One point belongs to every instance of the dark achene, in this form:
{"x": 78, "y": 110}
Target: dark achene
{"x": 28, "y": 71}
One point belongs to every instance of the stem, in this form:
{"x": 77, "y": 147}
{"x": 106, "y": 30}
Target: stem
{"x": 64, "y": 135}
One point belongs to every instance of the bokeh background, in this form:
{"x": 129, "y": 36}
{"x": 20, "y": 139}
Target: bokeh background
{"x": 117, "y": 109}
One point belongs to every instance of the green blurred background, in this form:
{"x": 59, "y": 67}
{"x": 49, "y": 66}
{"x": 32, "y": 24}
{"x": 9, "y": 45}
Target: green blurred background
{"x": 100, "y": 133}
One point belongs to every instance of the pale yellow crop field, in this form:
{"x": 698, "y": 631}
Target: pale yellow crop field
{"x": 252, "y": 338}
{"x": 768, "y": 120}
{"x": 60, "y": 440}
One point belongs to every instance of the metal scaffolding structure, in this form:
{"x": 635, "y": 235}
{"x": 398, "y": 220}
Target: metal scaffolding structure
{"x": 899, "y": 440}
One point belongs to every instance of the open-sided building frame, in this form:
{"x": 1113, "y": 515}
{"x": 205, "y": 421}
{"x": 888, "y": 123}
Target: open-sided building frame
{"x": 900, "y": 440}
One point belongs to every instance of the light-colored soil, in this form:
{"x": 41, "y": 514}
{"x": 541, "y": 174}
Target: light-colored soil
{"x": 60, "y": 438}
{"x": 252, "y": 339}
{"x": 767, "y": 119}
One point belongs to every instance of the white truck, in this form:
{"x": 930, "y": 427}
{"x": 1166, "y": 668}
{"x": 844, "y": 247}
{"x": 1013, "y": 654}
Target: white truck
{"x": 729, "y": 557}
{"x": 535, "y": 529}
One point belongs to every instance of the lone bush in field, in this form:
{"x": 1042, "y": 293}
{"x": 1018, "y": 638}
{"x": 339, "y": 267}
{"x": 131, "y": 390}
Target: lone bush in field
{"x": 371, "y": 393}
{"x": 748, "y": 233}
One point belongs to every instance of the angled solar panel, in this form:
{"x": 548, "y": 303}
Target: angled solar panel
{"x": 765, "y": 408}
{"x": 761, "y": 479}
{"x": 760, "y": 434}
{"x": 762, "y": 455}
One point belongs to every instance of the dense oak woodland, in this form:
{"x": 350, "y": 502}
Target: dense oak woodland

- - - - - - -

* [Requirements]:
Write out all of the lines above again, character for character and in their original order.

* [Complete response]:
One point belongs to every instance of the dark achene, in this form:
{"x": 78, "y": 110}
Target: dark achene
{"x": 28, "y": 71}
One point belongs to every instance of the stem, in this form:
{"x": 77, "y": 147}
{"x": 106, "y": 30}
Target: stem
{"x": 64, "y": 135}
One point belongs to every instance of the bokeh background, in this form:
{"x": 129, "y": 36}
{"x": 20, "y": 139}
Target: bokeh background
{"x": 117, "y": 109}
One point belongs to every instance of the green blurred background, in this form:
{"x": 59, "y": 67}
{"x": 49, "y": 66}
{"x": 32, "y": 24}
{"x": 9, "y": 45}
Target: green blurred background
{"x": 100, "y": 133}
One point belongs to every instance of the pale yellow crop field, in this form:
{"x": 698, "y": 631}
Target: pale yellow crop field
{"x": 252, "y": 338}
{"x": 768, "y": 120}
{"x": 60, "y": 440}
One point belongs to every instance of the metal scaffolding structure, in this form:
{"x": 635, "y": 235}
{"x": 398, "y": 220}
Target: metal scaffolding structure
{"x": 899, "y": 440}
One point belongs to every instance of the open-sided building frame, in this form:
{"x": 1113, "y": 515}
{"x": 205, "y": 421}
{"x": 888, "y": 123}
Target: open-sided building frame
{"x": 900, "y": 440}
One point belongs to every instance of the light-colored soil, in this form:
{"x": 41, "y": 514}
{"x": 541, "y": 174}
Target: light-colored soil
{"x": 60, "y": 438}
{"x": 252, "y": 339}
{"x": 767, "y": 119}
One point belongs to every instance of the white truck, in this form:
{"x": 930, "y": 427}
{"x": 1166, "y": 668}
{"x": 844, "y": 247}
{"x": 1013, "y": 654}
Target: white truck
{"x": 729, "y": 557}
{"x": 535, "y": 529}
One point belongs to every instance of the lone bush in field, in this form:
{"x": 1042, "y": 293}
{"x": 1018, "y": 638}
{"x": 339, "y": 267}
{"x": 131, "y": 390}
Target: lone bush in field
{"x": 371, "y": 393}
{"x": 748, "y": 233}
One point belongs to every instance of the angled solar panel, in this form:
{"x": 548, "y": 303}
Target: angled solar panel
{"x": 765, "y": 408}
{"x": 761, "y": 479}
{"x": 760, "y": 434}
{"x": 762, "y": 455}
One point belongs to every instance of the dense oak woodland, in this form:
{"x": 350, "y": 502}
Target: dense oak woodland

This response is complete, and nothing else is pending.